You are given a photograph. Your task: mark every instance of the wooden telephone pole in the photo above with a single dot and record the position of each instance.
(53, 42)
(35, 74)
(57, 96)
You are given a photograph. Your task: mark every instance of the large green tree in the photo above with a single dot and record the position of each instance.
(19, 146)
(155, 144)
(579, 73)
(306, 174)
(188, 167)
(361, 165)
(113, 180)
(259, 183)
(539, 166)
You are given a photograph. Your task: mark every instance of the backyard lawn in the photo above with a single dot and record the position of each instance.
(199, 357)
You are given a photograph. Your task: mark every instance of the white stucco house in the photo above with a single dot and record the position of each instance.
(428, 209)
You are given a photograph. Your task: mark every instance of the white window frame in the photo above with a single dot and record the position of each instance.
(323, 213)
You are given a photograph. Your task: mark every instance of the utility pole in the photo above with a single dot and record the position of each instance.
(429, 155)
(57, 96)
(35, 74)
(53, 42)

◆ ◆ ◆ ◆ ◆

上の記録をすべて一行も省かずに書き直し、座標の数値だけを1.05倍に拡大して四捨五入で整数にしてもらえますか。

> _回答_
You are given a photograph. Your task: mark every instance of the wooden telephone pole in the photo above with a single dot and record the position of each instance.
(56, 44)
(37, 78)
(60, 101)
You are given a photograph. Your task: mark every instance of the large green tree in the photo above with a single dot and record the position of each instance.
(20, 153)
(163, 151)
(608, 77)
(321, 183)
(197, 175)
(379, 173)
(119, 189)
(272, 192)
(566, 174)
You are given a photograph. Your task: mark every instance of the backyard lawn in the photo above with a single dot and record the position of each instance.
(209, 375)
You are given a photograph. Your task: mark every instance of the white stucco house in the photo above with a single dot and record the position of each instance.
(449, 219)
You are given a photograph. Your task: mark every instance of the white window frame in the photo above with a single dot and record the position of each instance.
(339, 224)
You are given a photograph. Your task: mark every instance of the utility pole in the photo above with a single dot and record the position of each instance.
(450, 163)
(60, 101)
(37, 78)
(56, 44)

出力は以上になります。